• _What you will do_:
Output only the lines from the one holding "object | red backpack" to the end of the data below, please, copied exactly.

• _Data shown_:
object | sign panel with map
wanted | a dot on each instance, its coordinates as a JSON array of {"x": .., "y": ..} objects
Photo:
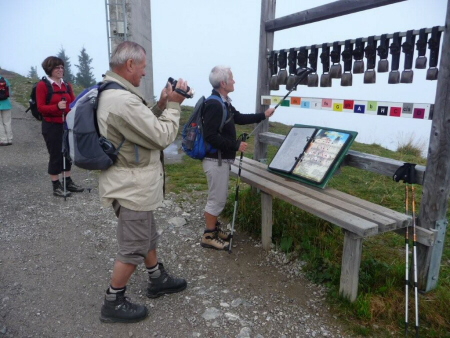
[{"x": 311, "y": 154}]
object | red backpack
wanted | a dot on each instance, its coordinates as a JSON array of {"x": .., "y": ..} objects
[{"x": 4, "y": 89}]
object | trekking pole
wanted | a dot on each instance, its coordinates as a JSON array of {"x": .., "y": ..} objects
[
  {"x": 64, "y": 155},
  {"x": 416, "y": 295},
  {"x": 243, "y": 138},
  {"x": 301, "y": 74},
  {"x": 406, "y": 260}
]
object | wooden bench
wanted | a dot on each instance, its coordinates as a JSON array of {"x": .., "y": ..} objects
[{"x": 358, "y": 218}]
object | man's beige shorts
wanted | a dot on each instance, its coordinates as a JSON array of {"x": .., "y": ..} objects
[{"x": 136, "y": 234}]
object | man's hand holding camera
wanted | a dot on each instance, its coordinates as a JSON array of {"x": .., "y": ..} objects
[{"x": 170, "y": 94}]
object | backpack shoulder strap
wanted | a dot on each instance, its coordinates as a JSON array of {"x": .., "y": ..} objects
[{"x": 49, "y": 90}]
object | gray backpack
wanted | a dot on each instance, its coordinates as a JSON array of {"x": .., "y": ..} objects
[{"x": 82, "y": 140}]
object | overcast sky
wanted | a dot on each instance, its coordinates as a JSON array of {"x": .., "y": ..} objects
[{"x": 190, "y": 37}]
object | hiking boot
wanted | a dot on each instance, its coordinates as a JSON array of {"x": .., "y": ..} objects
[
  {"x": 211, "y": 240},
  {"x": 58, "y": 190},
  {"x": 164, "y": 284},
  {"x": 71, "y": 186},
  {"x": 118, "y": 309},
  {"x": 224, "y": 236}
]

• _Output of the task_:
object | red backpack
wanted | a dot on each instance, its coordinates as a JSON array of {"x": .., "y": ..} objects
[{"x": 4, "y": 89}]
object | trekking pole
wanted | a dot on each instance, its coordinates as a JSON array of {"x": .., "y": ..} objects
[
  {"x": 64, "y": 155},
  {"x": 416, "y": 295},
  {"x": 243, "y": 138},
  {"x": 301, "y": 74},
  {"x": 406, "y": 260}
]
object | wooden bench
wanted | a dot on each instance, its coordinates as a JSON array of {"x": .., "y": ..} objects
[{"x": 358, "y": 218}]
object | man's beige shorts
wanted | a dot on each instance, its coordinates as a JSON array of {"x": .., "y": ..} objects
[{"x": 136, "y": 234}]
object | man's hand holding camera
wanted | a dot on each instance, its coordinates as a JSON array of {"x": .., "y": ..} objects
[{"x": 170, "y": 94}]
object | backpack shoulder strap
wanted | a dot on each instance, its coordinates as a JSON array of {"x": .., "y": ..} objects
[{"x": 49, "y": 90}]
object | gray backpack
wanted | a dot on each instance, its coordinates as a JSON array of {"x": .., "y": ..} objects
[{"x": 82, "y": 140}]
object | overcast sky
wanted | a dot on each instance, its coordinates as a JSON array of {"x": .., "y": ..} objects
[{"x": 190, "y": 37}]
object | hiking boot
wanted | a dot on each instance, its coordinates as a JSON array of {"x": .., "y": ..} objects
[
  {"x": 211, "y": 240},
  {"x": 58, "y": 190},
  {"x": 164, "y": 284},
  {"x": 71, "y": 186},
  {"x": 118, "y": 309},
  {"x": 224, "y": 236}
]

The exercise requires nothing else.